>> BEGIN Dataset rows
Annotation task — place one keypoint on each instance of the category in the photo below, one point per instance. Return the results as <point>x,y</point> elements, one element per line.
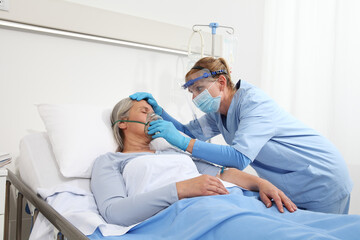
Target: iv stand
<point>213,27</point>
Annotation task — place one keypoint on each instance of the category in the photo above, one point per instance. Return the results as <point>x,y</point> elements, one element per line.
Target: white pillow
<point>78,134</point>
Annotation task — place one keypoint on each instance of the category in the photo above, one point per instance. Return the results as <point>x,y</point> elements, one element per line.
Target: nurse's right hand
<point>149,98</point>
<point>204,185</point>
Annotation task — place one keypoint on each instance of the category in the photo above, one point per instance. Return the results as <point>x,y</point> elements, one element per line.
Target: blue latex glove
<point>168,131</point>
<point>149,98</point>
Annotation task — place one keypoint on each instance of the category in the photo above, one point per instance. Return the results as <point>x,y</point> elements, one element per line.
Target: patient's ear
<point>122,125</point>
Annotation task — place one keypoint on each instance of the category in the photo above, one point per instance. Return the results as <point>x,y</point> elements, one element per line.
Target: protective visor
<point>201,74</point>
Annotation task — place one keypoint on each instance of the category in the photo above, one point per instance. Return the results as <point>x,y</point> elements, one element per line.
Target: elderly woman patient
<point>169,195</point>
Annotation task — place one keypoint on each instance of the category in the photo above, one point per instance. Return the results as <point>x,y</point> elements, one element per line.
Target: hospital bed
<point>68,204</point>
<point>38,170</point>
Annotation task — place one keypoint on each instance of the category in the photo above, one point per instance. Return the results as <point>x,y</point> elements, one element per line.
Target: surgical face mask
<point>207,103</point>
>> END Dataset rows
● What needs to be done: Restate the whole of the material word for word without the pictures.

● Reply:
Annotation task — place one keypoint on each instance of the category in the photo below, one point per instance. Return the results as <point>x,y</point> elements, one element per line.
Target: iv stand
<point>213,27</point>
Annotation task — place one keypoint on each instance of the category in the photo above, one point per instance. Return the results as <point>x,y</point> elements, one element per line.
Target: white pillow
<point>78,134</point>
Annotation task — place one keypoint on each instance of the category in the photo above, one point per instance. Return the results as <point>x,y</point> elements, one element per line.
Target: nurse's right hand
<point>149,98</point>
<point>204,185</point>
Annotation task — place one keypoint on each instance of the category in the photo above, one point per instance. Return the results as <point>x,y</point> elements, one element per line.
Target: blue latex glove
<point>168,131</point>
<point>149,98</point>
Annotation task — place one keypoint on each instance of the category in the photo above, one point per instance. Return the results as <point>x,y</point> elements, one element per line.
Target: patient's ear
<point>122,125</point>
Annotation task — place one keypoint on each instance of the category in the photo above, one point per instance. Return the results as <point>x,y</point> elements, one element per line.
Target: protective visor
<point>201,74</point>
Annotation task — place one keypoint on each instance of the category in the photo above, one point per instance. Return the results as <point>x,y</point> elements, one element per line.
Target: elderly woman patient
<point>169,195</point>
Annotation task — place one keypoint on each instance of the category in the photo above, one point per instance. Return the results as <point>x,y</point> elements, one element per line.
Target: hospital bed
<point>68,204</point>
<point>38,170</point>
Annotation task — place one keypoint on each instance of the category in the photo above, one point per instance. Return the results as <point>x,y</point> elements, one element per line.
Target: surgical face mask
<point>207,103</point>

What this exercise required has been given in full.